(Beginning of Input)

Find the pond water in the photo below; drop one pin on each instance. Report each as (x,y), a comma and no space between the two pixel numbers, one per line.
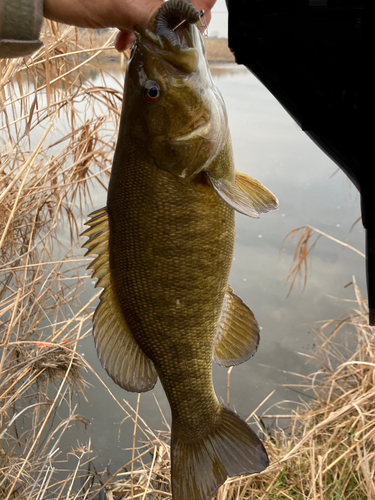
(269,146)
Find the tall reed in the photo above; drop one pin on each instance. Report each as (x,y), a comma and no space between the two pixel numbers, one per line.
(58,131)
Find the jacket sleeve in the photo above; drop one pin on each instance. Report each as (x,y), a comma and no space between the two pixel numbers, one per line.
(20,24)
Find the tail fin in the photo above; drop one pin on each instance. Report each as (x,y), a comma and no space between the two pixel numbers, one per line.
(200,467)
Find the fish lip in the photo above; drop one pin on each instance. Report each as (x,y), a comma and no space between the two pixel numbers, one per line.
(154,42)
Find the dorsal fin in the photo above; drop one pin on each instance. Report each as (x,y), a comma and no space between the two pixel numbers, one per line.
(237,338)
(118,351)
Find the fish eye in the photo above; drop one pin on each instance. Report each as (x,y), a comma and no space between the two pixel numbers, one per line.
(151,91)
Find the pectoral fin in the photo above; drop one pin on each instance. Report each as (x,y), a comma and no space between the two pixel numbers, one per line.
(246,195)
(237,338)
(118,351)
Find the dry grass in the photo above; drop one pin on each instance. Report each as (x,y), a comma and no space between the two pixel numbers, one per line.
(327,452)
(58,131)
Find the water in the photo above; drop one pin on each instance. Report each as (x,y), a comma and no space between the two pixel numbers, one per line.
(269,146)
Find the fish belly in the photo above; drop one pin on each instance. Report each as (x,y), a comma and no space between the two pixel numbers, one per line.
(171,248)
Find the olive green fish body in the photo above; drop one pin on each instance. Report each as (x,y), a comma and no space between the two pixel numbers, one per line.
(166,277)
(164,247)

(End of Input)

■ What is needed ■
Only an exact copy is wanted here: the line containing "Find the dorsal" and every later line, up to and including the last line of the listing.

■ Exercise answer ■
Find the dorsal fin in the photo above; drop one pin on each instance. Report each as (x,y), a comma and no space between the two pixel numbers, one per line.
(237,338)
(118,351)
Find the fish eye in the photo above; drop one pin on each instance. Report each as (x,y), a comma and no space between the two pixel numbers, one per line.
(151,91)
Find the pectoral fin in the photo above; drop one pin on each instance. Report each as (x,y), a comma and no space between the two pixel numbers, one per line.
(246,195)
(237,338)
(118,351)
Find the dry grass in the photo above; drop one pin on each instance. Report each as (x,y), a comma and no space between the two pixel numbers, one per line.
(327,452)
(58,131)
Find the water in the photo above; drop one pin on each instance. Report each as (x,y), a comma and no space between the two pixel numbers, one per line.
(269,146)
Find the fish belly in the photo above; drop one pin on each instance. Report each as (x,y), a comma and no space between the two pixel numbers, one per line.
(171,248)
Find the olive green fish body in the photo above; drop one pin on each instance. Report each as (x,y), a comma and no space between the two pixel numbers, one per line.
(166,277)
(164,247)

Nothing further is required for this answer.